— Texto fuente —
————

La Iglesia enseña que hay un mal intrínseco,  pues no es lícito hacer el mal para lograr el bien (Rm. 3, 8) Hay actos intrínsecamente malos,  algunos de los cuales señala San Pablo  en  1ª Cor. 6, 9-10,  y  hay  actos  irremediablemente malos,  ya que por sí y en sí mismos no son ordenables a Dios y al bien de la persona. Las circunstancias y las condiciones  nunca podrán transformar  un acto intrínsecamente deshonesto  en un acto subjetivamente honesto o justificable como elección.

La  encíclica  se  pregunta  acerca de la relación entre la libertad y la verdad,  entre la libertad del hombre y la ley de Dios. Bien sabemos que  el bien de la persona consiste en estar en la verdad y en realizar la verdad.

————

— Registros proporcionados —
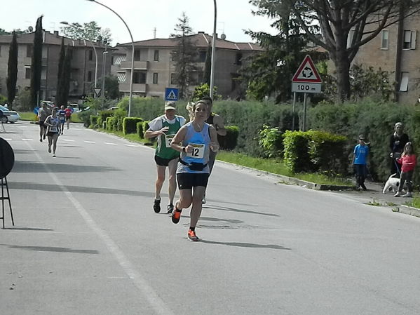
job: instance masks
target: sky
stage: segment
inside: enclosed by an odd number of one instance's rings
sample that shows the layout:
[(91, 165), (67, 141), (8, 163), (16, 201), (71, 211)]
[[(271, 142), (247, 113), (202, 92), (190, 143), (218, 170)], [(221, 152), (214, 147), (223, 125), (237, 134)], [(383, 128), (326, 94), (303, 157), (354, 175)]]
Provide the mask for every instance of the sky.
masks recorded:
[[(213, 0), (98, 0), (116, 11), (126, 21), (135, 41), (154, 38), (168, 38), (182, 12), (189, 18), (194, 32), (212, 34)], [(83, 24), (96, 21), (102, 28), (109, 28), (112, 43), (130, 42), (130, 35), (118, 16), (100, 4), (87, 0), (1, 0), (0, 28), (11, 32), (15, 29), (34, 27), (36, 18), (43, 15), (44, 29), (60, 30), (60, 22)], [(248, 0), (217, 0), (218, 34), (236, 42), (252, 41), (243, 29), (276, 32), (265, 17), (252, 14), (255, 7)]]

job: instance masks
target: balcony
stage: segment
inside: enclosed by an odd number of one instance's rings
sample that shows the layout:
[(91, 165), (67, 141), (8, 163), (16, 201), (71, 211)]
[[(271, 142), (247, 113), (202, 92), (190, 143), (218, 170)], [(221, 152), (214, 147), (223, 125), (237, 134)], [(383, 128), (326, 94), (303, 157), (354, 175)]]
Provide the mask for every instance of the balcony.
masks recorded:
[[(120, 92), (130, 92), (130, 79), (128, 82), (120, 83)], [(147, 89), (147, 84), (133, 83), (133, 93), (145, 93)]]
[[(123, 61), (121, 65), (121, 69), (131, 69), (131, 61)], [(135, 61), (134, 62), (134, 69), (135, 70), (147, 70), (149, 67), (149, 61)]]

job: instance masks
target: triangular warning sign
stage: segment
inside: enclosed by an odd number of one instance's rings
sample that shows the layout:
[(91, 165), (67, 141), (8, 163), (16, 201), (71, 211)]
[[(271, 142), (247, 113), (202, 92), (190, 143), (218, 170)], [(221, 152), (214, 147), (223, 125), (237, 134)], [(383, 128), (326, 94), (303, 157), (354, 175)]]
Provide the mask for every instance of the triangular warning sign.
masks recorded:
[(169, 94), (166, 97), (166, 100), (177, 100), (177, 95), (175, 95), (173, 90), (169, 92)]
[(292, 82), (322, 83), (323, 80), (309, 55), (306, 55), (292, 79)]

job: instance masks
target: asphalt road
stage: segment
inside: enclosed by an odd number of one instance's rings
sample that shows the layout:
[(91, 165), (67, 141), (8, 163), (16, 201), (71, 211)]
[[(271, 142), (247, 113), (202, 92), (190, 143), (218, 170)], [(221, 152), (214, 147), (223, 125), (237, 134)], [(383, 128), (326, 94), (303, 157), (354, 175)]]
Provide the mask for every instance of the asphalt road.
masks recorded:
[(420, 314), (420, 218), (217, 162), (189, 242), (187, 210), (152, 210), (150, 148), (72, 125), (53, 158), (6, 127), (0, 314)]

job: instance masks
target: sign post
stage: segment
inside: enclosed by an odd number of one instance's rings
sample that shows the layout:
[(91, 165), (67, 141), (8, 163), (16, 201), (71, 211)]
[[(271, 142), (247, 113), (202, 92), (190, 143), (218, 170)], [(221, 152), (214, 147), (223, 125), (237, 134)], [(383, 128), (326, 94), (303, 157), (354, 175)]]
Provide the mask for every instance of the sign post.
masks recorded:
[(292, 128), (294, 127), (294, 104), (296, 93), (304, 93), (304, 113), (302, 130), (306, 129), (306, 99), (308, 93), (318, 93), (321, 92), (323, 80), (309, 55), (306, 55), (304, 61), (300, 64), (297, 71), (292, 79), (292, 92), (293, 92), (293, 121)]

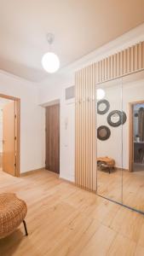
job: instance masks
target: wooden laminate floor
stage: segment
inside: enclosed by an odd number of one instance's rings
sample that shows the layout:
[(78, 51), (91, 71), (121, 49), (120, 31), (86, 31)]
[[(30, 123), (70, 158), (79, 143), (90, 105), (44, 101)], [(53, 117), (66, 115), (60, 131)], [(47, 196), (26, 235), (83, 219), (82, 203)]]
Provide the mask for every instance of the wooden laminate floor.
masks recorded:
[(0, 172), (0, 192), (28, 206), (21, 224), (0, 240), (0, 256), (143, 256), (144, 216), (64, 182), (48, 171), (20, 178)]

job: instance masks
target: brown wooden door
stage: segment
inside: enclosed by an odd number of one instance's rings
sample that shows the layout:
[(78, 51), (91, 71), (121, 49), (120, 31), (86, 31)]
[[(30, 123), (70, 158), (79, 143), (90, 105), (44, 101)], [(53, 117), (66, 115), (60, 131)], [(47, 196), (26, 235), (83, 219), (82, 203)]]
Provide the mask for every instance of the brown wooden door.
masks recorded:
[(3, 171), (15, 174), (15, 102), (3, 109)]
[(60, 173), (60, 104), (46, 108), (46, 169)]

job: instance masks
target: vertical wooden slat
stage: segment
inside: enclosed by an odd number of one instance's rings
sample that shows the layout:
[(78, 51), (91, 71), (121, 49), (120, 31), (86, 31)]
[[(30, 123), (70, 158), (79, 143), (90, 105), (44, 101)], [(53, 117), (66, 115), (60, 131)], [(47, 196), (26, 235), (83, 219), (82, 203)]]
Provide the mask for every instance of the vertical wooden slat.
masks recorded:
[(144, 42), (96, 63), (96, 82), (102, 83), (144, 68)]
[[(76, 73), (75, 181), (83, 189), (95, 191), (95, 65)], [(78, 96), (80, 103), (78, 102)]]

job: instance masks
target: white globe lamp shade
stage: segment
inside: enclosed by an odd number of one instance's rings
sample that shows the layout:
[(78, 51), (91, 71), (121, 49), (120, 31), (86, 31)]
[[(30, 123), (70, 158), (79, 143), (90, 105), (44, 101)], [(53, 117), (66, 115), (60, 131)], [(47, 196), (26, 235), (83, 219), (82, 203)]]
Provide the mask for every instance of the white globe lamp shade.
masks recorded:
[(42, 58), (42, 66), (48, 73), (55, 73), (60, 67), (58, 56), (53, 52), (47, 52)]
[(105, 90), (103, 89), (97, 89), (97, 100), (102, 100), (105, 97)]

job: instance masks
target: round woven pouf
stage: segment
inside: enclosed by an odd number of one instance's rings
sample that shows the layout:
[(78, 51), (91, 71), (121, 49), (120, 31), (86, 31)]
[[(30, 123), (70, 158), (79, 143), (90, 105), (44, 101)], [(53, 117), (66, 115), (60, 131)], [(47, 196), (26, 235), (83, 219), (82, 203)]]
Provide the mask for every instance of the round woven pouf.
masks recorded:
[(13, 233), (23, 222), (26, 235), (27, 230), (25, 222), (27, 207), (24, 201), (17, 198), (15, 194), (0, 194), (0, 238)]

————

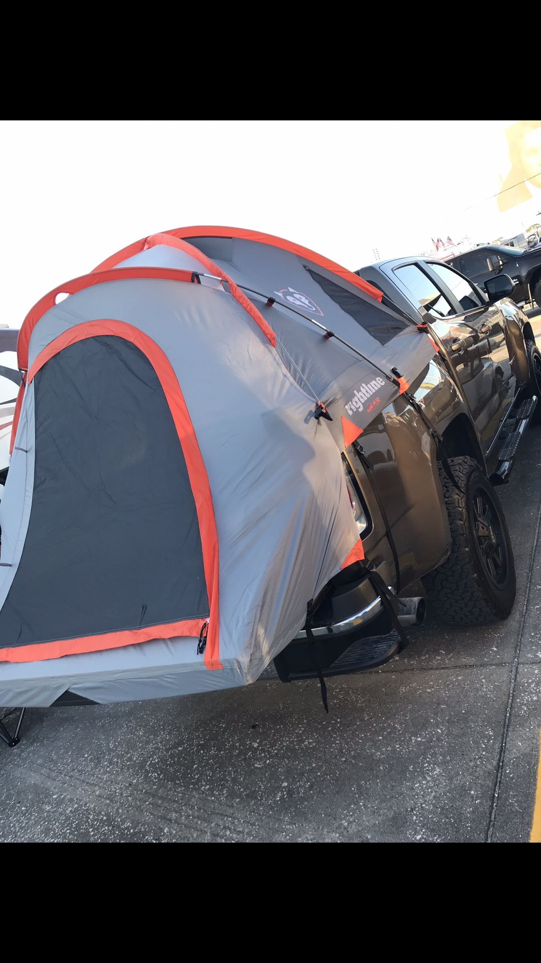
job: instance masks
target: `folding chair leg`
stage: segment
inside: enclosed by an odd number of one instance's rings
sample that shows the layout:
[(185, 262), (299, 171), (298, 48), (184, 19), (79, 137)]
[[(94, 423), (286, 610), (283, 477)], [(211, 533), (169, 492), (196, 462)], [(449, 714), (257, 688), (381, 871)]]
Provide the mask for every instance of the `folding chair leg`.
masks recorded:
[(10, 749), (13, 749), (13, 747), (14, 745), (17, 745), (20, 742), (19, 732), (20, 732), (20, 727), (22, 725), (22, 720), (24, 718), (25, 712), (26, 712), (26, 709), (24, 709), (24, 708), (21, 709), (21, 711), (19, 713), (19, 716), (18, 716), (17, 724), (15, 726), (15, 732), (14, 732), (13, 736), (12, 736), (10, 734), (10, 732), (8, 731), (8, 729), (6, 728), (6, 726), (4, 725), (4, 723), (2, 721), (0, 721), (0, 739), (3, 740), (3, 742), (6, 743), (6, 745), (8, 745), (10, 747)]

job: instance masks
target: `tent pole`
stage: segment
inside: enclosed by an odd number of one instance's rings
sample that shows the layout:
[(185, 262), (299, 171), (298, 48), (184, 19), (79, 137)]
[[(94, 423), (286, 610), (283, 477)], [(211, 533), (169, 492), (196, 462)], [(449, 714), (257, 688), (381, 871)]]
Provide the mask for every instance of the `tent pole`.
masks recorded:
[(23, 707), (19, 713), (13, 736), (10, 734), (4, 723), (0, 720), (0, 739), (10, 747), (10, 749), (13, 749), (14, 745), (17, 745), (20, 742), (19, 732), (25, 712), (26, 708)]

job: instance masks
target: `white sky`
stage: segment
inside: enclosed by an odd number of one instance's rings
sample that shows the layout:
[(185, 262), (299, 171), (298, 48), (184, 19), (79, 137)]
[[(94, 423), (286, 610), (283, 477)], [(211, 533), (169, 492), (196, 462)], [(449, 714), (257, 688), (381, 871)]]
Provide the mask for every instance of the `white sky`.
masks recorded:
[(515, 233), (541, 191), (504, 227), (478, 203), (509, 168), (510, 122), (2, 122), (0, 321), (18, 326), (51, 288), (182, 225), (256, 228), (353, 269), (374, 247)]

————

— Consigna —
Continúa el texto sobre los actos intrínsecamente malos y la encíclica a partir de su última oración.

— Respuesta —
Urge recuperar y presentar el verdadero rostro de la fe cristiana,  que no es simplemente un conjunto de proposiciones que se han de acoger y ratificar con la mente,   sino el conocimiento de Cristo vivido personalmente,  la memoria viva de sus mandamientos, la verdad que se ha de hacer vida;   y  una palabra no es acogida auténticamente si no se traduce en hechos,  si no es puesta en práctica,  pues la fe es una decisión que afecta a toda la existencia:
-Vosotros sois la luz del mundo,  nos dice el Señor.   Brille así vuestra luz ante los hombres para que vean vuestras buenas obras y den gloria a vuestro Padre celestial  (Mt. 5, 14 y ss.)

Estas obras son,  sobre todo,  las de la caridad,  las del amor de donación,  de entrega,  de servicio desinteresado;  de ahí que el martirio sea  «exaltación de la santidad inviolable de la Ley de Dios» Y así como hay actos intrínsecamente malos,  también hay actos intrínsecamente buenos.

La Iglesia de Cristo  también enseña  las normas morales universales e inmutables al servicio de la persona y de la sociedad  (Ver V.S.,  núms. 95-97). La moral  tiene que ver  con la renovación de la vida personal,  familiar,  social y política.   Por encima de todo se ha de buscar  el bien  de cada persona humana y de todos y cada uno de los pueblos de la tierra, el bien común.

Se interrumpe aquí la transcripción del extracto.